- [Trecho]
Revista Exame

Banco Sofisa é apenas um dos negócios do império da discrição

A família Burmaian fatura mais de 2 bilhões de reais por ano com outro banco na Flórida, oito redes com mais de 400 lojas e cinco shoppings no país

Loja da World Tennis, em São Paulo: uma das oito redes que a família Burmaian controla (Germano Luders/Exame)

Loja da World Tennis, em São Paulo: uma das oito redes que a família Burmaian controla (Germano Luders/Exame)

ML

Maria Luíza Filgueiras

Publicado em 19 de dezembro de 2016 às 05h55.

Última atualização em 19 de dezembro de 2016 às 06h07.

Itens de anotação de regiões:
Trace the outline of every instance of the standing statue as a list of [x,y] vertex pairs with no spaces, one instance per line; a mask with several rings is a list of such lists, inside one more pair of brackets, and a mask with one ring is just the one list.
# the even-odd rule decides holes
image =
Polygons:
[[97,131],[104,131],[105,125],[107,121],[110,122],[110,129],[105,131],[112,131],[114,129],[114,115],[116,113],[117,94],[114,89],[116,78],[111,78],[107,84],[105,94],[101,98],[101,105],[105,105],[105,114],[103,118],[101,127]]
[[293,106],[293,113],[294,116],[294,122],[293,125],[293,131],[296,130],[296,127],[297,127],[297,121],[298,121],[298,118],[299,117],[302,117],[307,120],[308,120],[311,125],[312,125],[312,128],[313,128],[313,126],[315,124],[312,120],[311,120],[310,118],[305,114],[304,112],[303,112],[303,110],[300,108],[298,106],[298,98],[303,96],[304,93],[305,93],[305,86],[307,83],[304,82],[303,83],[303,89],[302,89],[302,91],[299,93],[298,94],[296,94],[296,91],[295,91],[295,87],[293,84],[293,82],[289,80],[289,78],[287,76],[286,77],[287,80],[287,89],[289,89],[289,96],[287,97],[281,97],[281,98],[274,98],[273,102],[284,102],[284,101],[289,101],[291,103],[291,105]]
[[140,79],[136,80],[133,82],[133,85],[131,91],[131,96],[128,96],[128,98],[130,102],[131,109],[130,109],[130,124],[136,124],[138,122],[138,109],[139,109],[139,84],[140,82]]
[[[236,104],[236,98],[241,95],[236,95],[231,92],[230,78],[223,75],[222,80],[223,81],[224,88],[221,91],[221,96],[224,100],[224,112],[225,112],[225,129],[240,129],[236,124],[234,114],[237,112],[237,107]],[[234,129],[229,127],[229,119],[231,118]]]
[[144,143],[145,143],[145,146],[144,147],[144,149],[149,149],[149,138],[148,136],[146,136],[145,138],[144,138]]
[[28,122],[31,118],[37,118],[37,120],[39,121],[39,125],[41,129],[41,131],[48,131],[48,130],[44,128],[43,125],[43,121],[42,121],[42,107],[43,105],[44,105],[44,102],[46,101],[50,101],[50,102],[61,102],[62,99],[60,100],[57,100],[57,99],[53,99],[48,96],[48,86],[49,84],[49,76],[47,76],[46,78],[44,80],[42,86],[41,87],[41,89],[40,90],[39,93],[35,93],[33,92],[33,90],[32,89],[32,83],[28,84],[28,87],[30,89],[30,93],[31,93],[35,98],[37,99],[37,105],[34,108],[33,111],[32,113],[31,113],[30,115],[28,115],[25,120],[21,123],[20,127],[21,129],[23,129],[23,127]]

- [Desafio A] No trecho sobre o império da família Burmaian, quantas redes de lojas a família controla e quantas lojas elas somam?
- [Desafio B] Reescreva o trecho sobre a família Burmaian, tudo desde "Banco Sofisa é" até "2016 às 05h55.", renomeando "World Tennis" como "Tênis Mundial".
- [Desafio C] Dê prosseguimento ao texto sobre os negócios da família Burmaian a partir do ponto em que ele termina.
O material não é necessário para realizar nada do que se pede.

- [Resultado do exercício A] A família controla oito redes, que somam mais de 400 lojas.

- [Resultado do exercício B]
Banco Sofisa é apenas um dos negócios do império da discrição

A família Burmaian fatura mais de 2 bilhões de reais por ano com outro banco na Flórida, oito redes com mais de 400 lojas e cinco shoppings no país

Loja da Tênis Mundial, em São Paulo: uma das oito redes que a família Burmaian controla (Germano Luders/Exame)

Loja da Tênis Mundial, em São Paulo: uma das oito redes que a família Burmaian controla (Germano Luders/Exame)

ML

Maria Luíza Filgueiras

Publicado em 19 de dezembro de 2016 às 05h55.

- [Resultado do exercício C]
São Paulo — No fim de outubro, a empresária Hilda Burmaian desembolsou, em duas semanas, 60 milhões de reais para comprar ações do Banco Sofisa. Hilda é a controladora do banco desde a morte do marido, em 2006, e seus quatro filhos também são acionistas. O propósito era fechar o capital da empresa num momento de forte desvalorização das ações — os papéis foram comprados a 4,5 reais e haviam sido vendidos, na oferta pública inicial nove anos antes, a 12 reais.

Os controladores também precisavam obedecer a uma ordem da Comissão de Valores Mobiliários, que identificou, em 2014, que os Burmaian haviam comprado mais ações do que poderiam no mercado e que seriam obrigados a fazer uma oferta de compra aos minoritários — ou teriam de vender algumas de suas ações. Em dezembro, o Sofisa voltou a ser um banco de capital fechado.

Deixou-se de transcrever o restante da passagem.